Shenandoah County Sheriff Timothy C. Carter said the 3-month-old baby boy was pronounced dead at Shenandoah Memorial Hospital shortly before 2 p.m. Thursday.
A news release from the Sheriff's Office says that deputies responded to 79 High View Drive for a report of a baby not breathing.
Resuscitation attempts were made at the scene, according to Shenandoah County Fire and Rescue Chief Gary Yew, who wasn't on the call.
An autopsy will be performed, and investigators sought the advice of the medical examiner's office in Richmond regarding processing the scene, Carter said. He said the boy's mother is being fully cooperative.
"Hopefully, we will know a little more [Friday]," he said.
A 14-year-old girl made the call for help, Carter said.
Late Thursday afternoon, Sheriff's Office investigators were still at the home, a tidy ranch with a well-kept yard.
Thursday's tragic events saddened Gladys and Wesley Stinson, who live across the street. Mrs. Stinson was getting clothes off a line when she noticed fire and rescue vehicles arrive.
"When I seen a deputy pull over there, I told my husband, 'Something's not right,'" she said. "And then a real good friend of mine ... told me that the baby had died."
Mrs. Stinson, a bus driver for Shenandoah County Public Schools, said two children who live in the home are on her route.
"They told me when the baby was born," she said. "They were real excited about the baby. They're extremely good kids."
The Stinsons hadn't seen the baby, and didn't know their neighbors well.
"[I] feel so sorry for them," Mrs. Stinson said. "It's very heartbreaking when it comes to a child, especially an infant child at that."
Her husband knows the pain of losing a child. His son, Terry, was killed by a drunk driver in December 1985. He was just 14.
"You never get over it," Stinson said.
The family hadn't lived in the home very long, said Phyllis Kipps, who lives next door to the Stinsons.
"They pretty well kept to themselves," she said.
Kipps said she'd wave at a boy who lives in the home and was friendly to her.
"It's sad," she said.
Yew said rescue workers may request a critical incident stress debriefing team to talk about the trauma of working on the infant.
"Its one of the toughest incidents fire and EMS providers can run," he said.

***

▶ **Check your understanding**
a) According to the news article, where was the 3-month-old boy pronounced dead?
b) List every person the news article mentions by name.
c) Retype everything in the news article from "A 14-year-old girl" down to "rescue vehicles arrive.".
Rely only on the news article to complete the tasks.

▶ **Data for review**
***

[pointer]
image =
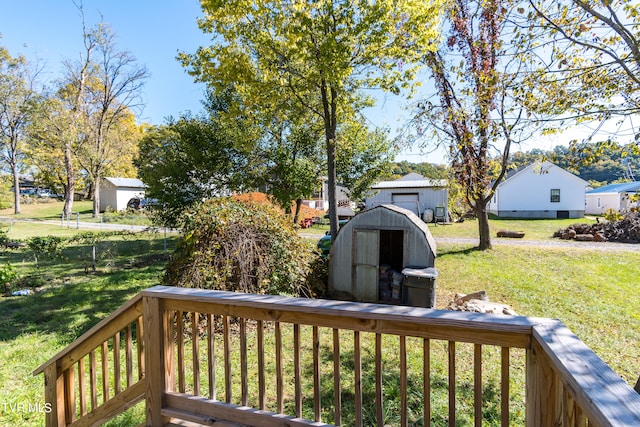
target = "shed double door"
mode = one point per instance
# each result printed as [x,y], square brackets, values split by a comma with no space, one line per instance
[366,247]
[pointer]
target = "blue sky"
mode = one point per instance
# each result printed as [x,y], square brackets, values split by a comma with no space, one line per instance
[154,32]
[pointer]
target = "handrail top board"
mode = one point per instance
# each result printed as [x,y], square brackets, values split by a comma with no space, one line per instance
[361,310]
[89,334]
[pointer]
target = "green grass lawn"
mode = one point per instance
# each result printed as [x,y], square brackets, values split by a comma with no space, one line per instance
[596,294]
[51,210]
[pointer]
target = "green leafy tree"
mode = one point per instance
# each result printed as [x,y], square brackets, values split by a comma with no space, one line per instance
[590,53]
[238,246]
[320,53]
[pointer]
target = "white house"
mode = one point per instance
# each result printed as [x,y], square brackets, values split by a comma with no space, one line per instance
[420,195]
[116,192]
[613,196]
[540,190]
[320,200]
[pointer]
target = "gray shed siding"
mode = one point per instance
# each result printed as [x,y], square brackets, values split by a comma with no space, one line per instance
[353,250]
[428,198]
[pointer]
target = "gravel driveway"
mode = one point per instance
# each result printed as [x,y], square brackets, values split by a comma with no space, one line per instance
[593,246]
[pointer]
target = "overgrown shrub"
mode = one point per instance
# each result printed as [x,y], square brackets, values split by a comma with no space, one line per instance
[239,246]
[8,275]
[612,215]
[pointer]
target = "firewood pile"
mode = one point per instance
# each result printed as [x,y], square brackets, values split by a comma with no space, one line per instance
[478,302]
[626,230]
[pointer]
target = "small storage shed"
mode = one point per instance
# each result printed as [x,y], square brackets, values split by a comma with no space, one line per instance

***

▶ **Results for the exercise**
a) At Shenandoah Memorial Hospital.

b)
- Timothy C. Carter
- Gary Yew
- Gladys Stinson
- Wesley Stinson
- Terry
- Phyllis Kipps

c)
A 14-year-old girl made the call for help, Carter said.
Late Thursday afternoon, Sheriff's Office investigators were still at the home, a tidy ranch with a well-kept yard.
Thursday's tragic events saddened Gladys and Wesley Stinson, who live across the street. Mrs. Stinson was getting clothes off a line when she noticed fire and rescue vehicles arrive.